--- TASK DESCRIPTION ---
Render the entries below as a numbered list, leaving out blank lines, starting at the line containing "Study the picture above. For each instance of the large" and continuing through the last of the entries, both ends included.

--- ITEMS ---
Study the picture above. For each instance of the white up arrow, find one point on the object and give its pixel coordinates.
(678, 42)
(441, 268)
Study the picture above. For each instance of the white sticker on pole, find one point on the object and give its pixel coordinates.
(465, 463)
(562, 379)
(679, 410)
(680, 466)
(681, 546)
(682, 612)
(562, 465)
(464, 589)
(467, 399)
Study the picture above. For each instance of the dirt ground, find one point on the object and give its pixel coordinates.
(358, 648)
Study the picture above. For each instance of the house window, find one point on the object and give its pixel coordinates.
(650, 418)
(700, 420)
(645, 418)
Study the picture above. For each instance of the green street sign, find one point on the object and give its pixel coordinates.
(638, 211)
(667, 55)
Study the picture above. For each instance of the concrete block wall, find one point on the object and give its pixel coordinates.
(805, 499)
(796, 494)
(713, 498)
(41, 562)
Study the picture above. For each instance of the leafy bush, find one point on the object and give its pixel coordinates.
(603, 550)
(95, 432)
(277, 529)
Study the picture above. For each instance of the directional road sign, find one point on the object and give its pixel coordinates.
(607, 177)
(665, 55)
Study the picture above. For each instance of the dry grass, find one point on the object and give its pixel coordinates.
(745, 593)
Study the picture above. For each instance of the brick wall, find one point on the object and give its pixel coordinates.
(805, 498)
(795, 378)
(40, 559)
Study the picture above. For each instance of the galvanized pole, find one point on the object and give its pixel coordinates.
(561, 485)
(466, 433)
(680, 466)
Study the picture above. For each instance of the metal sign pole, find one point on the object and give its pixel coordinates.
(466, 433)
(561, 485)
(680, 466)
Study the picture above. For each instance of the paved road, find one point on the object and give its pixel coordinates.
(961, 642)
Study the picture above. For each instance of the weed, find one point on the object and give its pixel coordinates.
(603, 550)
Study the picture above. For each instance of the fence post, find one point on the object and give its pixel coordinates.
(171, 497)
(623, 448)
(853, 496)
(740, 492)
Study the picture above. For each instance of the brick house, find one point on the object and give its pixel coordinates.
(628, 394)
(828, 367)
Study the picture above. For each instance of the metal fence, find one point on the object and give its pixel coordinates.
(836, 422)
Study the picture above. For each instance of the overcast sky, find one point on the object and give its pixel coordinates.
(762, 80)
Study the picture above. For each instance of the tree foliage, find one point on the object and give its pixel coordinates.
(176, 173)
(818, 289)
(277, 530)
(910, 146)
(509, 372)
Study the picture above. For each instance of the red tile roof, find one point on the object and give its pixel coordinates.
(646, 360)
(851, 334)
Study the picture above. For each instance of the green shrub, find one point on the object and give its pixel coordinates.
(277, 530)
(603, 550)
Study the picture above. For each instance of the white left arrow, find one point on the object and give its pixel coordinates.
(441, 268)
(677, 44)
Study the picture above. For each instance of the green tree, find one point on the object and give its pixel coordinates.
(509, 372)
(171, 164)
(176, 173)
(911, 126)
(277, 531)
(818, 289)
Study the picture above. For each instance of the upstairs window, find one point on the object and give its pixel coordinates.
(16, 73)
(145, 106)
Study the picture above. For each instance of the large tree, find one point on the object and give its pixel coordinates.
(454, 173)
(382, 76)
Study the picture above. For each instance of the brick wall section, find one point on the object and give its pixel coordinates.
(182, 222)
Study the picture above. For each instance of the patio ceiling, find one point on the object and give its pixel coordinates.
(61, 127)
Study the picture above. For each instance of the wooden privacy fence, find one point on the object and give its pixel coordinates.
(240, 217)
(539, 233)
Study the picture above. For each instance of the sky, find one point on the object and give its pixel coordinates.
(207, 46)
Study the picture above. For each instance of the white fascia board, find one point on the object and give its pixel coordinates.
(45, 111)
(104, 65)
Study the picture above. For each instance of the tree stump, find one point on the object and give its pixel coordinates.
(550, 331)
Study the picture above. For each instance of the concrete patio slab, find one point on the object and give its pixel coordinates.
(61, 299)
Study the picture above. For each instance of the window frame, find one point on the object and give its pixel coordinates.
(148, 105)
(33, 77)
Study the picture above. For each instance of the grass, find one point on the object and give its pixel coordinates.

--- EXERCISE OUTPUT ---
1. Study the picture above. For each instance of the large tree, find one point on the object and give its pixel coordinates.
2. (454, 173)
3. (382, 76)
4. Study the picture above. For each instance of the brick wall section, find one point on the object and give its pixel coordinates.
5. (182, 222)
6. Study the picture above. For each instance of the patio ceiling, find one point on the object and give its pixel coordinates.
7. (61, 127)
8. Study the picture above. For each instance of the wooden privacy fence, find one point on the object and give its pixel coordinates.
9. (240, 217)
10. (539, 233)
11. Study the picture above. For each instance of the sky, find one point on the object and give its pixel coordinates.
12. (207, 46)
13. Study the picture above. For each instance of the white fascia board, find one point on the object and give its pixel coordinates.
14. (45, 111)
15. (104, 65)
16. Study the picture above. For each instance of the tree stump, find one point on the object and give its pixel coordinates.
17. (550, 331)
18. Study the picture above. For each instance of the concrete patio slab, find one point on the object and give its pixel coordinates.
19. (61, 299)
20. Study the picture above. For each instance of the window frame, find one point on the object and give its pixel coordinates.
21. (148, 105)
22. (33, 77)
23. Study the picture above. For each instance of the grass, find one point on the object and give its pixel coordinates.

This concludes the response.